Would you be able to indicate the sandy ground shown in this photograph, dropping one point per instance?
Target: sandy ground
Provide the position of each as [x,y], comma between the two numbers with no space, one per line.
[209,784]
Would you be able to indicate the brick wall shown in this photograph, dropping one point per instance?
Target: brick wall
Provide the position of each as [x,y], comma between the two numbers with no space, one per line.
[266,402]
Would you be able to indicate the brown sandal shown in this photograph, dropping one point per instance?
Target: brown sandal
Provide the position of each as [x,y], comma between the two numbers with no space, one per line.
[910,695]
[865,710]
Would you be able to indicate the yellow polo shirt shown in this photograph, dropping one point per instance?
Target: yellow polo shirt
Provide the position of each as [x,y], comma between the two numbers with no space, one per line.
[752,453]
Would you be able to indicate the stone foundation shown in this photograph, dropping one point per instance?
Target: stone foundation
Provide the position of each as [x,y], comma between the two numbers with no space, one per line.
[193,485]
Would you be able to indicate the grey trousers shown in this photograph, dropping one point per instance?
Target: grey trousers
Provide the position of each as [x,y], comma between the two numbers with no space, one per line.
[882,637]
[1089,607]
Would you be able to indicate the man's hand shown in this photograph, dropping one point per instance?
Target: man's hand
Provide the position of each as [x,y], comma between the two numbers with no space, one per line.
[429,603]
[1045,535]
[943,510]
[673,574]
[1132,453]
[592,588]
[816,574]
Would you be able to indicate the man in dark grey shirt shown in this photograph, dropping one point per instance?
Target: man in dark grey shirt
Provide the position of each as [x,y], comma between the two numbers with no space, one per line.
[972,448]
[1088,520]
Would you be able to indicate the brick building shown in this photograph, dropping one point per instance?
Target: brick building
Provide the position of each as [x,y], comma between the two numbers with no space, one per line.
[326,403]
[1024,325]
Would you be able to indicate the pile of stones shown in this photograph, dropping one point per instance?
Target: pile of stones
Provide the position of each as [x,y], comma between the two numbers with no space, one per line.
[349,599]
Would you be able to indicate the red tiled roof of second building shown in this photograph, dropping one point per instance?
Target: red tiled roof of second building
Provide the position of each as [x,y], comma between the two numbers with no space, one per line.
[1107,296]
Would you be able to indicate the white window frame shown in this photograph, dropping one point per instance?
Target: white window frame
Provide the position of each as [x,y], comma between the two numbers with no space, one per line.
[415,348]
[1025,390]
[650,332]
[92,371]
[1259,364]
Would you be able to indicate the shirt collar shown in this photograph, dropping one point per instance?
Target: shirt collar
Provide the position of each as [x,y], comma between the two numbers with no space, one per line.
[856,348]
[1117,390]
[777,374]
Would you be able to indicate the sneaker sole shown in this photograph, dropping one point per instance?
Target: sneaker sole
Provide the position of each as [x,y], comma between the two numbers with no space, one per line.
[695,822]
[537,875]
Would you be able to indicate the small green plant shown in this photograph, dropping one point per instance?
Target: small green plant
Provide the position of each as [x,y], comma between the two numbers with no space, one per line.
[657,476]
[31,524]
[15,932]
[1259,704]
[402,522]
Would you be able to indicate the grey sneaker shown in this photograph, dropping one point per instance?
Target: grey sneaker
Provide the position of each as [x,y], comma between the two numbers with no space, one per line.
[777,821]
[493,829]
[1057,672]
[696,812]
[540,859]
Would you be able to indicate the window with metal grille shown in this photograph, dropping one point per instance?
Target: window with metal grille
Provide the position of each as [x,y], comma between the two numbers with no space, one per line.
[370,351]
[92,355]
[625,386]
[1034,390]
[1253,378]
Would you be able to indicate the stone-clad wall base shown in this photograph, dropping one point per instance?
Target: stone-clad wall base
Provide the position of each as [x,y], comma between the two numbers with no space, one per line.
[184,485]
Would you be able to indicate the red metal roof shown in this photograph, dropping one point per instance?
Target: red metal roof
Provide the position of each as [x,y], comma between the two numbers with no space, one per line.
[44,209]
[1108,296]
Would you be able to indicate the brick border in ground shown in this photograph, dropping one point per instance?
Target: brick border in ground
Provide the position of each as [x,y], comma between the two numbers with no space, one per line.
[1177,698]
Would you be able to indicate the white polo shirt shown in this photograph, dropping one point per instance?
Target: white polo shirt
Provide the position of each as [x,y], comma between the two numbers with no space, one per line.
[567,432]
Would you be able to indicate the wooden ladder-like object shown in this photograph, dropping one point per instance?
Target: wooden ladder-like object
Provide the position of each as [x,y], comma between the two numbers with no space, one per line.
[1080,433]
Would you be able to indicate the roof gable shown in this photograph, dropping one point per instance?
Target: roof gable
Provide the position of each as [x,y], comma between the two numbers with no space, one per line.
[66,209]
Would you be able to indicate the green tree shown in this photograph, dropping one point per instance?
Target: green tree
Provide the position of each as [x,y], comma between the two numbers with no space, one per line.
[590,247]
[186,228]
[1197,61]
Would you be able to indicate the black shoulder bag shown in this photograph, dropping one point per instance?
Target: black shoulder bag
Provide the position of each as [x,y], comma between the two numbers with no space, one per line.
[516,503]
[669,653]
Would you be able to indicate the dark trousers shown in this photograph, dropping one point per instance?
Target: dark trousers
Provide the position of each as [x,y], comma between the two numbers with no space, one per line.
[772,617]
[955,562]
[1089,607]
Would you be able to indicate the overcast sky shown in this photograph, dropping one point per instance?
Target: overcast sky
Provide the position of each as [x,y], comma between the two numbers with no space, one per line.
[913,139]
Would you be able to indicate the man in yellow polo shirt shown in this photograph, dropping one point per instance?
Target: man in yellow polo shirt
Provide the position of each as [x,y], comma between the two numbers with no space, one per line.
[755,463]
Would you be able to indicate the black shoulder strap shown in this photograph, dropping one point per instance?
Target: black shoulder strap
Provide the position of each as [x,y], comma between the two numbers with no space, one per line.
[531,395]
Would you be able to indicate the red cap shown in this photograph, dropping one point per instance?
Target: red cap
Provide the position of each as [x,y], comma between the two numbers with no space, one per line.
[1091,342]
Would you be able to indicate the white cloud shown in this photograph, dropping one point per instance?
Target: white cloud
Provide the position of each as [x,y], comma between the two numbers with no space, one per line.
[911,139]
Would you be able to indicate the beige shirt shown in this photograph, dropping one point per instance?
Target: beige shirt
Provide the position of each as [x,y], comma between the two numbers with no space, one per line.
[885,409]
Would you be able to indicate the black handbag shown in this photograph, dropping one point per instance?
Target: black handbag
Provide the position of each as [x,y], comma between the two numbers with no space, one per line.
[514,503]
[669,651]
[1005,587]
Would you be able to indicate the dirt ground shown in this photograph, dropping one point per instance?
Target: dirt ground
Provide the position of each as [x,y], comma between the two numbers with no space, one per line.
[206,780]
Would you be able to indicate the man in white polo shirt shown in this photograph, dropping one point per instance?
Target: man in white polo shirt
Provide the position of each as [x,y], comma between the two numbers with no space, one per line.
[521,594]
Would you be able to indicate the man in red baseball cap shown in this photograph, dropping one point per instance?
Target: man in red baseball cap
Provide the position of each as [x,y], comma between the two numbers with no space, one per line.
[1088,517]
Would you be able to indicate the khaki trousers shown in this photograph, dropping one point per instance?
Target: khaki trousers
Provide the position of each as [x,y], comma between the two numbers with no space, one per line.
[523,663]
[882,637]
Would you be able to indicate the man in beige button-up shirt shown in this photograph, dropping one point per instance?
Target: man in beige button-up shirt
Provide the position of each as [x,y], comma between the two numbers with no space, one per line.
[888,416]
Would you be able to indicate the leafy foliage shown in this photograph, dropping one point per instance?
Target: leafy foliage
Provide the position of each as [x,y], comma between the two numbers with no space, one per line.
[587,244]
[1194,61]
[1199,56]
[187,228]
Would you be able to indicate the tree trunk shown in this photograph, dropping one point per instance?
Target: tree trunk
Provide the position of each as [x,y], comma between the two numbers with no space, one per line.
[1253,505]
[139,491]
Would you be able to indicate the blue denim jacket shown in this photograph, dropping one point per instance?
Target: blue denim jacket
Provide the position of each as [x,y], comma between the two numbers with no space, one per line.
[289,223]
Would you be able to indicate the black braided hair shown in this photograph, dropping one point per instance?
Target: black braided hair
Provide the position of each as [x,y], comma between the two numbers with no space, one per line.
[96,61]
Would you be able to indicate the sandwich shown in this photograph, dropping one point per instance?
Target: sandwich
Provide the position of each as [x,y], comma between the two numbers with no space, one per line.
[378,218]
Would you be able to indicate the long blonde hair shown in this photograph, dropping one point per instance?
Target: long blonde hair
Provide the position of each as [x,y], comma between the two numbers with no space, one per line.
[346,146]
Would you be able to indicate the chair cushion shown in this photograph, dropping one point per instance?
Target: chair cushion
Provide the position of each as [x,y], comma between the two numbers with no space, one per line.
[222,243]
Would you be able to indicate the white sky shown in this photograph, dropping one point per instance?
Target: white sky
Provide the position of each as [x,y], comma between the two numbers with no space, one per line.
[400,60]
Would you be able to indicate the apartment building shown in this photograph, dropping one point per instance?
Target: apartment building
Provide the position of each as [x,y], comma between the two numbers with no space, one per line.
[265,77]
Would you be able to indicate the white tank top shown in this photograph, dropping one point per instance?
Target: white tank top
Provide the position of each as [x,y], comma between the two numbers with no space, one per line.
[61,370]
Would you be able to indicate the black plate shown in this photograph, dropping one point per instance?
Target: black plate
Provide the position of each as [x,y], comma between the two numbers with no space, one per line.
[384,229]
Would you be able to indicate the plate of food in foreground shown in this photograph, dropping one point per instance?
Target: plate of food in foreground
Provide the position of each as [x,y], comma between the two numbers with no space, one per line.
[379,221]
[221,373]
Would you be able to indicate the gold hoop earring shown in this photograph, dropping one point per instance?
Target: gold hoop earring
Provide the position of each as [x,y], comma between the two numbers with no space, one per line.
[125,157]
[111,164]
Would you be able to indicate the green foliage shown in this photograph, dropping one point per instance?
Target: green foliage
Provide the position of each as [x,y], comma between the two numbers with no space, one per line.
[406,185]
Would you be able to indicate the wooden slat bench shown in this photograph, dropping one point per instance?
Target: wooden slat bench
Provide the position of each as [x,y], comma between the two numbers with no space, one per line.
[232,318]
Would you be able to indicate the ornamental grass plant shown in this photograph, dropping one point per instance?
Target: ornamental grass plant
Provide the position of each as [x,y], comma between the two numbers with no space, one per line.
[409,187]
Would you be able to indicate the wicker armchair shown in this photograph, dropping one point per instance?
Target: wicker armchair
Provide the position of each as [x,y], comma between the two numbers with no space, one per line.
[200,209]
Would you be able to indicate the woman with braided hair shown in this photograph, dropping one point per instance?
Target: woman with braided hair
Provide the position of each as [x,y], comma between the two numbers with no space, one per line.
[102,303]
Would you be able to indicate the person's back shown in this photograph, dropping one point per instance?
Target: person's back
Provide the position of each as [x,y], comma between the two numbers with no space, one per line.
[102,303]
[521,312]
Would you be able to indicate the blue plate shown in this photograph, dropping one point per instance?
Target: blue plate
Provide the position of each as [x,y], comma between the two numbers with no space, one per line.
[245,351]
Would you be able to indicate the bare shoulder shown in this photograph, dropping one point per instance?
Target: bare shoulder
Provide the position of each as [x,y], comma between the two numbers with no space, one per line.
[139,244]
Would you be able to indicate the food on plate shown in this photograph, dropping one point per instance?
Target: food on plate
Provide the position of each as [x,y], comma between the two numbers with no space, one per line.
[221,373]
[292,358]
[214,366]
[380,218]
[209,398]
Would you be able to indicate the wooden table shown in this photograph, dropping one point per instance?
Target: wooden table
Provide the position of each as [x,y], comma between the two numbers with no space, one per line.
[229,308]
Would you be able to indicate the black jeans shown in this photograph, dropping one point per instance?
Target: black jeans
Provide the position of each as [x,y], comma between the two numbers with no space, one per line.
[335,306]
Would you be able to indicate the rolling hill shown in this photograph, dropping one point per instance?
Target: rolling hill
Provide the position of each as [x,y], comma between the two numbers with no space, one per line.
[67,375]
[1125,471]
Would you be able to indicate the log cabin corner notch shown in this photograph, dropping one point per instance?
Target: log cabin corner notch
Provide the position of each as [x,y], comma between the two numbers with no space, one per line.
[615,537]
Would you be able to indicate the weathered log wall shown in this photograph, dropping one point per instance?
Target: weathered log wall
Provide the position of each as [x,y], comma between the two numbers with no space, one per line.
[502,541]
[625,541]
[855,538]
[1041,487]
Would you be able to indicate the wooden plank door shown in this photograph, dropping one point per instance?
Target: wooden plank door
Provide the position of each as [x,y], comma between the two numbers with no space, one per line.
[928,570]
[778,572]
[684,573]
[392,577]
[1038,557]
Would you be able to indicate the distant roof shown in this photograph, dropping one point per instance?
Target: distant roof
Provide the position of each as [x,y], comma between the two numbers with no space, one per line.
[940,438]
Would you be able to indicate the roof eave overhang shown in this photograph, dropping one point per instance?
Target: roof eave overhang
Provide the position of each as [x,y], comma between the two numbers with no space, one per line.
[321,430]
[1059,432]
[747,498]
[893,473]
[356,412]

☆ ☆ ☆ ☆ ☆

Every line from the one containing "Would you be able to indicate the log" through the last line of the entries must be written out verbatim, and no other line.

**FULL ANSWER**
Would you be able to indicate the log cabin corner notch shown in this photograph, dropping one point per instance?
Target: log cabin corner notch
Provide the position of each as [x,y], comma between the two numbers with no space, one per line.
[615,537]
Would you be able to indicate the weathered log wall shown in this photograph, dropping one point per instance?
Target: weathered log wall
Provide the position of each as [x,y], comma between the two numbers with no space, one per line.
[502,541]
[625,541]
[855,538]
[1041,487]
Would you be able to indicate the wooden plank door shown in this photograph, dropping one point per instance?
Target: wooden plank door
Provide the position of each as [x,y], comma between the two numbers with no space, one per line.
[928,570]
[778,572]
[684,573]
[392,577]
[1038,557]
Would you be able to indicate the distant roof shown in this photograph, dropping one point per instance?
Target: distant roof
Provide the position of each as [x,y], comma between the two numbers with no space, one per line.
[940,438]
Would you be able to indicate the roof eave overhang shown in this photograph, dropping one point per instance?
Target: roof eave overhang
Provide the position of each as [x,y], comma between the two numbers with no space, one per line.
[321,430]
[1059,432]
[747,498]
[893,473]
[356,412]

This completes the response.